• **REQUIRED WORK**
Output the material below in its entirety, exactly as given.

+===+

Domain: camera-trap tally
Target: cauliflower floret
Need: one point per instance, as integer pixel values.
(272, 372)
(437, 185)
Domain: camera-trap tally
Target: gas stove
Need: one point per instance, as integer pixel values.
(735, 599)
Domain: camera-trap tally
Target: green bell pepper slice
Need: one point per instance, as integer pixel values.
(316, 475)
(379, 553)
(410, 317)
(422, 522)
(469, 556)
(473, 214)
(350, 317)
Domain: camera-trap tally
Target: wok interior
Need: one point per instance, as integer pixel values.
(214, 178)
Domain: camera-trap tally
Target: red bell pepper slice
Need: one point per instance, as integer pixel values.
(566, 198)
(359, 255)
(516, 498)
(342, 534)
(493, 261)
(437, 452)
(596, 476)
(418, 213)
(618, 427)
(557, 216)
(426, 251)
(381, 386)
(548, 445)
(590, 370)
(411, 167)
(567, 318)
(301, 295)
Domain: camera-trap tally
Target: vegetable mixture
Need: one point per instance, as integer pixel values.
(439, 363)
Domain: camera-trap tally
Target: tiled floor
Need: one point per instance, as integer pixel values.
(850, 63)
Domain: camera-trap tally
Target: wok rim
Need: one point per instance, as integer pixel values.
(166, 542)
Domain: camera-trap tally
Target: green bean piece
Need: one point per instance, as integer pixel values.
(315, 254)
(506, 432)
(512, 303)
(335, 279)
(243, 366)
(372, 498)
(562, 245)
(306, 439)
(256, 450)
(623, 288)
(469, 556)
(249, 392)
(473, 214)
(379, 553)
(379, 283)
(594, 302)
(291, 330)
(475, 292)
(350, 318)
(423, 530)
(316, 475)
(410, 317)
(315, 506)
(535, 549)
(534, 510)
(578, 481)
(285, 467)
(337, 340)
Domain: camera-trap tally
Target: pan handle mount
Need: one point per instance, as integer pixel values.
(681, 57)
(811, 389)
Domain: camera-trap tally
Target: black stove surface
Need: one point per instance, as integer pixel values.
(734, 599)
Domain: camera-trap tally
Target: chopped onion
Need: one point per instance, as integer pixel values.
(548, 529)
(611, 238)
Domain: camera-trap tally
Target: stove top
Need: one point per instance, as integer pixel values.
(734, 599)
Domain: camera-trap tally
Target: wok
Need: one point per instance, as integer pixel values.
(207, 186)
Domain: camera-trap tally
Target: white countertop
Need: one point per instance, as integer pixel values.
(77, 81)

+===+

• **CORRECT RESULT**
Domain: camera-trap tally
Target: cauliflower floret
Need: one point per instance, as integer pixel values.
(272, 372)
(437, 185)
Domain: camera-trap tally
Target: gas stove
Need: one point per instance, as integer pixel values.
(735, 599)
Domain: camera-trap tally
Target: green bell pepper slice
Need: one point per instance, as integer pixel values.
(316, 475)
(379, 553)
(410, 317)
(422, 522)
(469, 556)
(473, 214)
(350, 317)
Domain: camera-trap tally
Target: wok interior
Need: one point per instance, as integer pixel values.
(214, 178)
Domain: camera-trap tally
Target: red bell pepper slice
Need: one point per instance, as integer pixel values.
(566, 198)
(359, 255)
(516, 498)
(342, 534)
(493, 261)
(437, 452)
(596, 476)
(418, 213)
(618, 427)
(557, 216)
(426, 251)
(381, 386)
(548, 445)
(590, 370)
(411, 167)
(567, 318)
(301, 295)
Domain: camera-trap tally
Target: vegetable mixture
Need: one point per instance, as integer pixel values.
(439, 363)
Domain: camera-trap tally
Target: tiled floor
Need: one point per instance, as integer pixel values.
(850, 63)
Domain: camera-trap tally
Target: wok rim
Need: one point per instance, as integer pixel values.
(166, 542)
Domain: camera-trap tally
Target: green bean piece
Need: one point per instance, as integer pixel values.
(315, 254)
(506, 432)
(512, 303)
(335, 279)
(243, 366)
(372, 498)
(562, 245)
(306, 439)
(256, 450)
(623, 288)
(469, 556)
(249, 392)
(473, 214)
(379, 553)
(379, 283)
(594, 302)
(291, 330)
(475, 292)
(350, 318)
(423, 530)
(316, 475)
(410, 317)
(315, 506)
(535, 549)
(534, 510)
(578, 481)
(285, 467)
(337, 340)
Domain: camera-trap tally
Target: pan handle mount
Need: one point per instance, as integer pixel values.
(681, 57)
(811, 389)
Domain: camera-trap tally
Target: black stove surface
Need: one point per instance, as integer pixel values.
(734, 599)
Domain: camera-trap tally
Target: chopped onion
Need: one point per instance, as integer pixel values.
(548, 529)
(611, 238)
Domain: camera-trap tally
Target: stove top
Need: one point per instance, as integer pixel values.
(734, 599)
Domain: camera-trap tally
Target: wok
Need: one point per instance, as integer pixel values.
(207, 186)
Domain: camera-trap tally
Target: white countertop
Need: one point per instance, as integer pixel values.
(77, 81)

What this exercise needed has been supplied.